**Set exercise:** Rewrite each of the items below, changing "enclosing array" to "outer array" wherever it occurs and keeping everything else identical.

*** Records for the exercise ***

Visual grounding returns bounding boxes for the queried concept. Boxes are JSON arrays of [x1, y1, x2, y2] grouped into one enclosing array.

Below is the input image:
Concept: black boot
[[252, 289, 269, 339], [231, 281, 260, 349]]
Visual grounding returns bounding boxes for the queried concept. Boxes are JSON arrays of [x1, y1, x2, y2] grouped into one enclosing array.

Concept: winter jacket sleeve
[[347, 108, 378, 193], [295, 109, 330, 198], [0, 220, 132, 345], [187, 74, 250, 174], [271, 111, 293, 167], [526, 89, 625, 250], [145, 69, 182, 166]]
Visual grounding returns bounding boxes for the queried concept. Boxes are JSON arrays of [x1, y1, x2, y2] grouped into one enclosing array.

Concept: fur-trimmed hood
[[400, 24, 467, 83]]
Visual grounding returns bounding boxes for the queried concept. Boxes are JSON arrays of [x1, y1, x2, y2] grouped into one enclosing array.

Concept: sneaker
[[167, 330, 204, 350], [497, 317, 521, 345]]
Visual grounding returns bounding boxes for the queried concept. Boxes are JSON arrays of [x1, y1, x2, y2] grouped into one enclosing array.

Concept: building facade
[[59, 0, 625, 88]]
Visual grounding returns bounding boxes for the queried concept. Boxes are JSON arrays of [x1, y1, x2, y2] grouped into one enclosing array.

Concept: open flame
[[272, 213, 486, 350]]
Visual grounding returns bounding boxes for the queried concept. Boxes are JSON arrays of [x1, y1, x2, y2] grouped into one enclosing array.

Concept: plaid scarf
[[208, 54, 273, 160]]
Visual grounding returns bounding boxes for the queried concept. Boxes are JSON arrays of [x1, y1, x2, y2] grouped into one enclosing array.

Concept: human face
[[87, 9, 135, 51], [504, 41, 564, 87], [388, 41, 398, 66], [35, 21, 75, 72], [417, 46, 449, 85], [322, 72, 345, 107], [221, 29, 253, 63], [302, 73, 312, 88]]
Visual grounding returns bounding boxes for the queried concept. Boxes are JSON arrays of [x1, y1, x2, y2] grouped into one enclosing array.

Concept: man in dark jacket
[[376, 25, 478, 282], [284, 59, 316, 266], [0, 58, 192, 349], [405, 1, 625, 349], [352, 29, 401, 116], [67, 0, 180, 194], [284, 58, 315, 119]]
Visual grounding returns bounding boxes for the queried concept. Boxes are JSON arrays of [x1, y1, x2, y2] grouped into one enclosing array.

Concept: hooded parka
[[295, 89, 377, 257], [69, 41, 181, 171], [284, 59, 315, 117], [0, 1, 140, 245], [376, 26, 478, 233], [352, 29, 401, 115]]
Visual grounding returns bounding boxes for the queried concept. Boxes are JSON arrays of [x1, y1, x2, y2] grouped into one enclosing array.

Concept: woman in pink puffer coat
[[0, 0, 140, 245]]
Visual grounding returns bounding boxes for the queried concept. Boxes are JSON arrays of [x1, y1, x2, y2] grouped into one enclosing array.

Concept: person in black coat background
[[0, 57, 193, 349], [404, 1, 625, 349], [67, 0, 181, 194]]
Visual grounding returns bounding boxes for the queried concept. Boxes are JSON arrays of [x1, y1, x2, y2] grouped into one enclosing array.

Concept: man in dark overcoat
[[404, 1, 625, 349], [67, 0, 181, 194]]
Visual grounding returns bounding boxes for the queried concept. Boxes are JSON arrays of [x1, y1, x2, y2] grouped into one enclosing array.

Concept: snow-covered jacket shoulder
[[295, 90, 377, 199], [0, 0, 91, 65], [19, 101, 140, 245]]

***

**The reply:**
Visual grounding returns bounding boxes for the queried concept. Boxes are JSON arrays of [x1, y1, x2, y2] grouped into one outer array.

Below is the input image:
Concept: black boot
[[252, 289, 269, 339], [231, 281, 260, 349]]
Visual grounding returns bounding boxes for the queried concept. Boxes are JSON arrays of [x1, y1, x2, y2] grouped into one outer array.

Concept: winter jacket sleeve
[[347, 108, 378, 193], [295, 109, 330, 198], [0, 220, 132, 345], [187, 74, 250, 174], [271, 111, 293, 167], [526, 89, 625, 250], [145, 69, 182, 166]]
Visual grounding returns bounding boxes for the queried concept. Boxes are JSON arrays of [x1, y1, x2, y2] grouped into one outer array.

Concept: fur-trimmed hood
[[400, 24, 467, 83]]
Visual grounding returns bounding boxes for the queried concept. Boxes are JSON arrays of [x1, y1, x2, y2] grouped into one outer array.

Concept: sneaker
[[167, 330, 204, 350], [497, 317, 521, 345]]
Visual grounding returns bounding boxes for the queried concept. Boxes are JSON arrays of [x1, y1, x2, y2] grouped into one outer array.

Concept: building facade
[[59, 0, 625, 88]]
Visual grounding returns bounding boxes for the queried concept. Boxes are JSON arrays of [x1, y1, x2, y2] grouped into one outer array.

Concept: open flame
[[272, 213, 486, 350]]
Visual grounding returns bounding boxes for the queried concept. Boxes are JSON arrays of [x1, y1, x2, y2] grouped into one outer array.

Concept: plaid scarf
[[208, 54, 273, 160]]
Visual grounding returns bounding boxes for the queried concept. Boxes are JSON arrays of [x1, y1, x2, y2] grouped into one outer array.

Concept: human face
[[87, 9, 135, 51], [504, 41, 564, 87], [388, 41, 398, 66], [35, 21, 75, 72], [417, 46, 449, 85], [322, 72, 345, 107], [221, 29, 253, 63], [302, 73, 312, 88]]
Visual grounding returns bounding boxes for the queried concept. Boxes are JSON arrays of [x1, y1, x2, y2] grouped into one outer array.

Concept: man in dark jacket
[[376, 25, 478, 282], [284, 59, 316, 266], [0, 58, 192, 349], [405, 1, 625, 349], [352, 29, 401, 116], [67, 0, 180, 194], [284, 58, 315, 119]]
Visual grounding returns bounding boxes for the queried concept. Boxes are JSON arrays of [x1, y1, x2, y2] grouped into one outer array.

Concept: hooded parka
[[295, 89, 377, 257], [69, 41, 181, 171], [284, 59, 315, 117], [0, 1, 140, 245], [376, 26, 478, 233], [352, 29, 401, 115]]
Visual grounding returns bounding boxes for the queried concept. Boxes are JSON arrays of [x1, y1, x2, y2] grouped into one outer array.

Concept: woman in pink puffer coat
[[0, 0, 140, 245]]
Visual grounding returns bounding boxes for the queried concept. Boxes are JSON arrays of [x1, y1, x2, y2] grouped into one outer array.

Concept: person in black coat background
[[0, 57, 193, 349], [404, 1, 625, 349], [67, 0, 181, 194]]
Visual grounding returns bounding boxes for the queried concept. Boxes are JSON arrays of [x1, y1, x2, y2] grouped into one outer array.

Concept: man in dark overcoat
[[404, 1, 625, 349], [67, 0, 181, 194]]
Visual grounding returns bounding boxes for the queried concept. Boxes are JSON arrays of [x1, y1, x2, y2] grouped into one outer array.

Concept: snow-covered jacket shoulder
[[295, 90, 377, 199], [0, 0, 91, 65], [19, 101, 140, 245]]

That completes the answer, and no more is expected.